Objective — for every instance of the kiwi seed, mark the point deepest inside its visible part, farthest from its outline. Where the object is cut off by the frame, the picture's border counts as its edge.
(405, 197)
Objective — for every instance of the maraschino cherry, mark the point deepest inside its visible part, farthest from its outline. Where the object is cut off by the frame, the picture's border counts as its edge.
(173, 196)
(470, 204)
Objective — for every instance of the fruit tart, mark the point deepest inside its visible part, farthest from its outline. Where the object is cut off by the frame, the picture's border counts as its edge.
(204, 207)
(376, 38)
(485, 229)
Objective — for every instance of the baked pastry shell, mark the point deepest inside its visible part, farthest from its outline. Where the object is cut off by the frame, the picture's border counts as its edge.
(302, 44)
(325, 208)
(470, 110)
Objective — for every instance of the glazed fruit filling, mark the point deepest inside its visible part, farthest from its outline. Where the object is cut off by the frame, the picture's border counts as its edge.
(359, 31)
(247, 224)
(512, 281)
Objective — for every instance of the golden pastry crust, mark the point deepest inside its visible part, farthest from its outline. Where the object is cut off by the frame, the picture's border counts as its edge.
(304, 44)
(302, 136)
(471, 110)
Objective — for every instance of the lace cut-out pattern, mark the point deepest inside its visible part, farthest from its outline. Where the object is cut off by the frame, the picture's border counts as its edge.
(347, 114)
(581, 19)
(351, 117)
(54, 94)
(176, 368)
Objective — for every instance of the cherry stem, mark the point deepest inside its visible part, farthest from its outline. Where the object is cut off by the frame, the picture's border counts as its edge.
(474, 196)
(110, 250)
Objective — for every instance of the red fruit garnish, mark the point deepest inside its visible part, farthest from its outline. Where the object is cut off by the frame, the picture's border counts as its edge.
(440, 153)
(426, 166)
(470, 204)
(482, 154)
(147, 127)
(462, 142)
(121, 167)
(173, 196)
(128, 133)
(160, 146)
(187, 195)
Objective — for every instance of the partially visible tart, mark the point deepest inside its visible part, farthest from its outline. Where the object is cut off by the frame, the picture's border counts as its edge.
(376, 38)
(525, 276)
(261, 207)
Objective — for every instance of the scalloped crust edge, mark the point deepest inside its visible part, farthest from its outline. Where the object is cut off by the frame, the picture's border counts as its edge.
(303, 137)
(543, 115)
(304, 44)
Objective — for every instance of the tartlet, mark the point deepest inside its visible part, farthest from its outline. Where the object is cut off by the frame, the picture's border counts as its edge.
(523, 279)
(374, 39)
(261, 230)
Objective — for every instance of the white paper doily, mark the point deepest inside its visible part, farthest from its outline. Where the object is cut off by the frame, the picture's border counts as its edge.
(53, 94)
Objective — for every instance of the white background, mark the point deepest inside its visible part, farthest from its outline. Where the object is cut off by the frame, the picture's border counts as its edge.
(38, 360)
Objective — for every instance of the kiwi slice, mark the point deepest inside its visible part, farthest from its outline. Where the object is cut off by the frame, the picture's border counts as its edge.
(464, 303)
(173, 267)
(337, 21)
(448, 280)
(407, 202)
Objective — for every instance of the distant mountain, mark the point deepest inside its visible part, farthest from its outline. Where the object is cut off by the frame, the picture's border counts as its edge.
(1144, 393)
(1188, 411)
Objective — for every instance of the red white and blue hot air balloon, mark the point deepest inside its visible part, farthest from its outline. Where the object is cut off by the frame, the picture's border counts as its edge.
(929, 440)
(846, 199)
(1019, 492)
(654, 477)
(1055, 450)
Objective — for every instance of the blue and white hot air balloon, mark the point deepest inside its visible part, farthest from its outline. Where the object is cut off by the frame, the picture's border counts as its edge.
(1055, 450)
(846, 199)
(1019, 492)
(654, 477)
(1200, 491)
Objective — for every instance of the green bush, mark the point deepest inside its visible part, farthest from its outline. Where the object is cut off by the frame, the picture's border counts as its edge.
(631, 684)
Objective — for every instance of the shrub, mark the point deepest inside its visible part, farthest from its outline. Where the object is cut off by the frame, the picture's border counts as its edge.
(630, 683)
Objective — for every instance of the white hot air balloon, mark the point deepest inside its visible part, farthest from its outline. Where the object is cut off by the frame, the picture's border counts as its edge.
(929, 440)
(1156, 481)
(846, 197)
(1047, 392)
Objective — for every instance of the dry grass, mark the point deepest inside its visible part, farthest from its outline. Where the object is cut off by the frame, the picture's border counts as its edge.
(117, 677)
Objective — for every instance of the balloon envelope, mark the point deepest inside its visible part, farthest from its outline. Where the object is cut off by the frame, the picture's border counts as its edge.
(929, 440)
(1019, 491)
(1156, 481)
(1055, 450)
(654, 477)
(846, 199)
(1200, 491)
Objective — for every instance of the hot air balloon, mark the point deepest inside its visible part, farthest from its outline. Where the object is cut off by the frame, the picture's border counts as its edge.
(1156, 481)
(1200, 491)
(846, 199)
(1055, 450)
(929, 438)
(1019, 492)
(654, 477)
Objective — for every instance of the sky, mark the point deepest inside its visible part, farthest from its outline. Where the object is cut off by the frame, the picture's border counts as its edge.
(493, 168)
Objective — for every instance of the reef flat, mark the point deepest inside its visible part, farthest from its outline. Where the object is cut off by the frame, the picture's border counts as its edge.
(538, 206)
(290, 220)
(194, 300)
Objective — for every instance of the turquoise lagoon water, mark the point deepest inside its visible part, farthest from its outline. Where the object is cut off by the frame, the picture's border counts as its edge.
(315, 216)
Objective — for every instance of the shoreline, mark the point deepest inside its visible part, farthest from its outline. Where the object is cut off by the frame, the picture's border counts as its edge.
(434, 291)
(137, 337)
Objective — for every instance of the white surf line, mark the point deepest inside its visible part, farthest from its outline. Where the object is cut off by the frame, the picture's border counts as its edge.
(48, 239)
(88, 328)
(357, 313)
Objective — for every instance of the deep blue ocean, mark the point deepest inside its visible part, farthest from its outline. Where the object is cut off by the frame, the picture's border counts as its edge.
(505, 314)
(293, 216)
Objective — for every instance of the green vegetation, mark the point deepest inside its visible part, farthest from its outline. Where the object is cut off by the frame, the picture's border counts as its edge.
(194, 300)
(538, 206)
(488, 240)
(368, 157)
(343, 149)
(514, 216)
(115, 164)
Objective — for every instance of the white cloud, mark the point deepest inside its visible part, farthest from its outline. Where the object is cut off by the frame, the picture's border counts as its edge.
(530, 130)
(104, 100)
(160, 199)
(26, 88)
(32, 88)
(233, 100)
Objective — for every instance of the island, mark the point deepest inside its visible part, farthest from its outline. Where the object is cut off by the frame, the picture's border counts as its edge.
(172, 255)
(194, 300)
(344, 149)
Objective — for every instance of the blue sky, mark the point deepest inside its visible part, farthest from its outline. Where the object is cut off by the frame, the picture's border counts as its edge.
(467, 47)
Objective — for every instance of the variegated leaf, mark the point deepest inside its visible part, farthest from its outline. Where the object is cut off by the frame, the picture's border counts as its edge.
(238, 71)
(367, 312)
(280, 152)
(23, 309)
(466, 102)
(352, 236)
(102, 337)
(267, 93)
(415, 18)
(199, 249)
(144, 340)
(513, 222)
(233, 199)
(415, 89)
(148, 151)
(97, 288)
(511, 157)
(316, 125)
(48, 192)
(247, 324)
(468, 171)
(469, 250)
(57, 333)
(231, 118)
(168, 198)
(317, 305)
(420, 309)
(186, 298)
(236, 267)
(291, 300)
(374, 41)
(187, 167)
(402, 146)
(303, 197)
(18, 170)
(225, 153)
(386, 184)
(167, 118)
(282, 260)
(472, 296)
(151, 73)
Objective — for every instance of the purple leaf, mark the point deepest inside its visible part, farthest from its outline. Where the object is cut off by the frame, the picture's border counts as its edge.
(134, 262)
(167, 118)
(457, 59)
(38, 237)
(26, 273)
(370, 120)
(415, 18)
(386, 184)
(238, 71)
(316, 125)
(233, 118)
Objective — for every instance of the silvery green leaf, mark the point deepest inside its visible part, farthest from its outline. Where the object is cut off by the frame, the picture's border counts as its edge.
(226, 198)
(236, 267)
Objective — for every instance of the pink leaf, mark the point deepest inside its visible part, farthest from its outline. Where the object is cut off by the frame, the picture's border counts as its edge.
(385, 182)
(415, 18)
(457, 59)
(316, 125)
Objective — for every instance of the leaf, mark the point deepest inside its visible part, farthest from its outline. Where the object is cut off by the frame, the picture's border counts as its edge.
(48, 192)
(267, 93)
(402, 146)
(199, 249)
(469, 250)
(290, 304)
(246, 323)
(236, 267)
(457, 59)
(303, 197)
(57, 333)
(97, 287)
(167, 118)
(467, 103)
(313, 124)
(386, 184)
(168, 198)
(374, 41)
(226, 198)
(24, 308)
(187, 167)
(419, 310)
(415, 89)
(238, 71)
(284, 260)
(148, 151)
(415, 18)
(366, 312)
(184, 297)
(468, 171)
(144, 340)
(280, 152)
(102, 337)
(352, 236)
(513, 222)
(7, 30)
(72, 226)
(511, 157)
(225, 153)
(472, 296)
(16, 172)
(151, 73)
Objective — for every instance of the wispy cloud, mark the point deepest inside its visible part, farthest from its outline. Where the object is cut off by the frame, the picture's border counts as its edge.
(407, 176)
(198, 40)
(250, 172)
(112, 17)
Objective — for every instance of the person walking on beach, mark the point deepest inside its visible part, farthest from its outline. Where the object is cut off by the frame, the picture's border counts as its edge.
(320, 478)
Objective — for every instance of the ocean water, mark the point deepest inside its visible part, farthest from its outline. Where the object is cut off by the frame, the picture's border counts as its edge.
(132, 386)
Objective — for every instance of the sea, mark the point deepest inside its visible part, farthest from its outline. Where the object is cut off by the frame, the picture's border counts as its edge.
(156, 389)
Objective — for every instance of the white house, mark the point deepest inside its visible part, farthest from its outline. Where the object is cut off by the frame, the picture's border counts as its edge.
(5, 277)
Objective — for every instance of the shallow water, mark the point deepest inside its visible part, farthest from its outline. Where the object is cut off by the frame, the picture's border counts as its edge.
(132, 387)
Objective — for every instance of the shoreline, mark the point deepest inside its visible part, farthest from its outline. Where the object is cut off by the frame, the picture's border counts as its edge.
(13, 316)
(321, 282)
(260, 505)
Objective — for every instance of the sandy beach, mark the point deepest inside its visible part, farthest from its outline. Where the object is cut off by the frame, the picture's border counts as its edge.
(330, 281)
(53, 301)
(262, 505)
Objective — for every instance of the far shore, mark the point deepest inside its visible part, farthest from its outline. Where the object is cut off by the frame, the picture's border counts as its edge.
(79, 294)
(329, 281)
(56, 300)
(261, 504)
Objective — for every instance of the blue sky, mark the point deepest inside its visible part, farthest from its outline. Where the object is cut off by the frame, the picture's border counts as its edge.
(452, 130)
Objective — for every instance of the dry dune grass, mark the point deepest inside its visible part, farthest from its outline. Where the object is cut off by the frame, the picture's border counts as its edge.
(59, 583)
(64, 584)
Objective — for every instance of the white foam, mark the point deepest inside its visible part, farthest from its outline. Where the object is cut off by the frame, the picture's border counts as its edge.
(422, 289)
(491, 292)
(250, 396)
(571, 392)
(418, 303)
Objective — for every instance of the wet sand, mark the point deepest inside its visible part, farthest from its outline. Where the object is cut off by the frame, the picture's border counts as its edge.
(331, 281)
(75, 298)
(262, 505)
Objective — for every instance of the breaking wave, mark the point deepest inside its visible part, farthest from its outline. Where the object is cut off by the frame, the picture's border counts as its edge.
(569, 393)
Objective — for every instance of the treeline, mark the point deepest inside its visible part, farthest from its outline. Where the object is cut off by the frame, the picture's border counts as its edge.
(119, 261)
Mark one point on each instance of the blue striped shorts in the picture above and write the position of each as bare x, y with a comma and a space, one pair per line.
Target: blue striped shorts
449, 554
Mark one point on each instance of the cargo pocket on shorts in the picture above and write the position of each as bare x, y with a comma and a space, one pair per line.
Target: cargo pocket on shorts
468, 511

**DESCRIPTION OF THE TASK**.
Return exactly the lines from the one containing "Target: blue striped shorts" to the last line of the data, and nothing more.

**SOLVED EXERCISE**.
Target: blue striped shorts
449, 554
Mark one point on each instance of the cargo pocket on shorts in the picture above and write the position of each as bare x, y with a comma and a space, one pair per line.
Target: cargo pocket on shorts
468, 511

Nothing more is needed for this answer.